- [Set problem]: Your output is the line containing "Would you mind pinning the wicker" plus all lines after it to the end of the records, reproduced exactly, with nothing else.

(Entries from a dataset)

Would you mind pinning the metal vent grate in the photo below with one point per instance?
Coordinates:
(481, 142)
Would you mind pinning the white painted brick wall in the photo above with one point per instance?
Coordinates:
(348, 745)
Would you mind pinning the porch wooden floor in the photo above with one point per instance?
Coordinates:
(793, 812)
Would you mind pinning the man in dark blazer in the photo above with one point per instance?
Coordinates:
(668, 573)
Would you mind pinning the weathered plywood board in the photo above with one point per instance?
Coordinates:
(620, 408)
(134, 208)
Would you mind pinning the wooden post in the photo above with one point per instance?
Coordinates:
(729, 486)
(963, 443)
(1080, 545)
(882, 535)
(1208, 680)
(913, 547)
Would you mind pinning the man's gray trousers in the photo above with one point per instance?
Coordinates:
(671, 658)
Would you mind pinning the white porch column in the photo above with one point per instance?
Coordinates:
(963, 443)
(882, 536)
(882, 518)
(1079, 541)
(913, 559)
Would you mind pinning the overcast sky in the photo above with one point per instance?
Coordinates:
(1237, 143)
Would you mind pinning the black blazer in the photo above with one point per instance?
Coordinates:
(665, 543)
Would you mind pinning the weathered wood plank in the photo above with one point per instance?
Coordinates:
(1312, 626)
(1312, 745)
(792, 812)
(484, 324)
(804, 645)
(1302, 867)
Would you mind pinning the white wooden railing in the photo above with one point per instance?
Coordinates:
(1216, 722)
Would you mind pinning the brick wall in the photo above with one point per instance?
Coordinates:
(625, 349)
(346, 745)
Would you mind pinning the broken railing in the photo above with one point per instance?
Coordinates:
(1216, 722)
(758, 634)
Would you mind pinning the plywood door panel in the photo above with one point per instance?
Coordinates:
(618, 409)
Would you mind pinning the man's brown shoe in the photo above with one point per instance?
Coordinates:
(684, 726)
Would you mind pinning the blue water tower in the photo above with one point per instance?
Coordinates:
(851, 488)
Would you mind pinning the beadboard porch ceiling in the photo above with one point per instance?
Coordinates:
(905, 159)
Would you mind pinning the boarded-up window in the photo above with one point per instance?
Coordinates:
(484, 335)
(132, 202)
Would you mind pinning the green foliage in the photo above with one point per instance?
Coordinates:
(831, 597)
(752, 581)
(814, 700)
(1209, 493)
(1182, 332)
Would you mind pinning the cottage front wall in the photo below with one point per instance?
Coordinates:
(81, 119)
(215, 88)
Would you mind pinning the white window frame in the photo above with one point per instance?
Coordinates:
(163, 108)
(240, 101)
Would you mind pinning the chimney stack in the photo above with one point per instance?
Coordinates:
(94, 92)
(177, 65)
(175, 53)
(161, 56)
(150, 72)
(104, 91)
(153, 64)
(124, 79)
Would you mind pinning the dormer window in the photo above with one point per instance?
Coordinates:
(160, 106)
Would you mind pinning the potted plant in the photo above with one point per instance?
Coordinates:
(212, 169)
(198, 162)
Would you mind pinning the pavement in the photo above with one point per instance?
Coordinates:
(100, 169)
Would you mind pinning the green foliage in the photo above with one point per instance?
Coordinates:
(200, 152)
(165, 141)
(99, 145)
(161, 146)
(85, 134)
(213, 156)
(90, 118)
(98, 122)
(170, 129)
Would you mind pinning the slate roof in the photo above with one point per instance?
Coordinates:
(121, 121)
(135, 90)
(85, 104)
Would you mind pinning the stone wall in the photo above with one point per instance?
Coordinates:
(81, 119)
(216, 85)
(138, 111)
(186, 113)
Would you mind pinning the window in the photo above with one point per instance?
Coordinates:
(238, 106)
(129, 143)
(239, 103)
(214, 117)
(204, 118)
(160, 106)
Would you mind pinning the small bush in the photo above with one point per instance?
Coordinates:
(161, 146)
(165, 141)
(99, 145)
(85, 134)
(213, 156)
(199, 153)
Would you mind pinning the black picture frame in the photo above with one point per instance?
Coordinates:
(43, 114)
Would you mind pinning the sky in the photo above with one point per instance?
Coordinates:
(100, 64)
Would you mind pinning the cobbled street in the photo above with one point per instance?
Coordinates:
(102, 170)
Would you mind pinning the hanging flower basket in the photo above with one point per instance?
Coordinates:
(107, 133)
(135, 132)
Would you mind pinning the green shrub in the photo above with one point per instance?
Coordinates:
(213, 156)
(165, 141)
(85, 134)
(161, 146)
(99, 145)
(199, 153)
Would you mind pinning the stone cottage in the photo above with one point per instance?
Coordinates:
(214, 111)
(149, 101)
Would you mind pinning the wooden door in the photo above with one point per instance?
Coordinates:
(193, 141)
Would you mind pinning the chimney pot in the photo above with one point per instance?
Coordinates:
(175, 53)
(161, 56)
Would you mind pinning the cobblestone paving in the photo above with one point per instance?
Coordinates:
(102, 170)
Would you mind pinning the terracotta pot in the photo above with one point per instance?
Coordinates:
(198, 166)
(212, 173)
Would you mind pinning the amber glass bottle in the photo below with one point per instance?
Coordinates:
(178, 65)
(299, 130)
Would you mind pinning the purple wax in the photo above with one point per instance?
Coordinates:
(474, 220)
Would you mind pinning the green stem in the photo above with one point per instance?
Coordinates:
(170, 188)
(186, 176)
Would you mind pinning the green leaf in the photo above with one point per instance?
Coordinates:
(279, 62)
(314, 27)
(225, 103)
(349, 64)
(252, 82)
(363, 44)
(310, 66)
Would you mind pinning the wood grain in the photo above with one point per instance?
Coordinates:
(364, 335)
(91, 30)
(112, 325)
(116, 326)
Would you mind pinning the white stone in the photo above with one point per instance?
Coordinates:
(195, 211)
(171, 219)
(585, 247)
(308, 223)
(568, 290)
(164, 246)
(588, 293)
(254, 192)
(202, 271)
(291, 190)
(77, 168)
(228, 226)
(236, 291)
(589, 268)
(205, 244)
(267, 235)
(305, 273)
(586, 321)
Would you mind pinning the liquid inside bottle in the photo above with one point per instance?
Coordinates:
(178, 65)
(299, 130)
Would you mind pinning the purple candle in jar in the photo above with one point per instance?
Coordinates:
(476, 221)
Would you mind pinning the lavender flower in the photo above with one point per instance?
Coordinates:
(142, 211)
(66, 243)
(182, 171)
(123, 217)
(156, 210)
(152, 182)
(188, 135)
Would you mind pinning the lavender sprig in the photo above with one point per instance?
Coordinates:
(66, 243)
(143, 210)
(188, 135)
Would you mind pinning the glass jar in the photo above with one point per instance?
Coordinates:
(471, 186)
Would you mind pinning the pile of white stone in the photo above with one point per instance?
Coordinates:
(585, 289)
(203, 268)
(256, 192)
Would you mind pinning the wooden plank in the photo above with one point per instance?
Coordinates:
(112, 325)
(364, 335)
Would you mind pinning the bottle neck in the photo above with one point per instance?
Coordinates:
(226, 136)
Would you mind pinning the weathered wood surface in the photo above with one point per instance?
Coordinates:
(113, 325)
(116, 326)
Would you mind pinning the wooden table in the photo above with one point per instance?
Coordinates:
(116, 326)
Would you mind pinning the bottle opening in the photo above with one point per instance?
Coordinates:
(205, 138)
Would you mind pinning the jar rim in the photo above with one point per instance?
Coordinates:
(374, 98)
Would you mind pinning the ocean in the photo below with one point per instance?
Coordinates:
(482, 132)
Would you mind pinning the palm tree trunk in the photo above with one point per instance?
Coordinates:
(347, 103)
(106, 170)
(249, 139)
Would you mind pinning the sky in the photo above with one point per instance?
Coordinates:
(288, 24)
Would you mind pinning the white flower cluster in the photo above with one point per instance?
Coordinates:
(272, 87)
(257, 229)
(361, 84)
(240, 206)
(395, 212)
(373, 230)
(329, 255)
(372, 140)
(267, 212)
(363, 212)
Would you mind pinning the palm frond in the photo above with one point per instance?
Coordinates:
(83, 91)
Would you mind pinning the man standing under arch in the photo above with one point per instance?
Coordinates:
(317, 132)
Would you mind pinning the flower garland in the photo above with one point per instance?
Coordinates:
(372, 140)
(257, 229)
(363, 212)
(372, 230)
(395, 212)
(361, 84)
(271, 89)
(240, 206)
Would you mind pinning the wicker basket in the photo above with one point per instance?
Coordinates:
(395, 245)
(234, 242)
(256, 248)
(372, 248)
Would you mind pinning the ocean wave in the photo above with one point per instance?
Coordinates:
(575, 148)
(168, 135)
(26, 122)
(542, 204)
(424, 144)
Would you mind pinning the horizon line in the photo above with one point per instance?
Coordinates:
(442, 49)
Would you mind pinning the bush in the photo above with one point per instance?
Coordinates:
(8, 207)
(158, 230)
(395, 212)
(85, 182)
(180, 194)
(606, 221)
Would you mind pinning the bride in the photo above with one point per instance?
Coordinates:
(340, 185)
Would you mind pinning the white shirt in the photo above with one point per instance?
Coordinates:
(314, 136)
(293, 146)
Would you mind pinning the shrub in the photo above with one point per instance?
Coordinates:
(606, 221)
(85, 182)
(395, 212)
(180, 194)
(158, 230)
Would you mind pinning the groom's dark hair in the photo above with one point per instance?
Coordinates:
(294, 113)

- [Answer]:
Would you mind pinning the wicker basket in the photo above with one point per instance?
Coordinates:
(395, 245)
(234, 242)
(256, 248)
(372, 248)
Would you mind pinning the ocean wave in the photo above with one point per instance?
Coordinates:
(575, 148)
(168, 135)
(26, 122)
(542, 204)
(424, 144)
Would you mind pinning the horizon line in the photo above with one point per instance?
Coordinates:
(442, 49)
Would you mind pinning the bush in the photo above with one point per instance?
Coordinates:
(8, 207)
(158, 230)
(395, 212)
(85, 182)
(180, 194)
(606, 221)
Would you mind pinning the bride in the photo above with one point per instance?
Coordinates:
(340, 185)
Would you mind pinning the white shirt in the photo above with one point per instance?
Coordinates:
(314, 136)
(293, 146)
Would you mind pinning the shrub in the photo above with one point per instance?
Coordinates:
(606, 221)
(85, 182)
(395, 212)
(180, 194)
(158, 230)
Would you mind pinning the groom's dark hair in the photo above with one point per instance?
Coordinates:
(294, 113)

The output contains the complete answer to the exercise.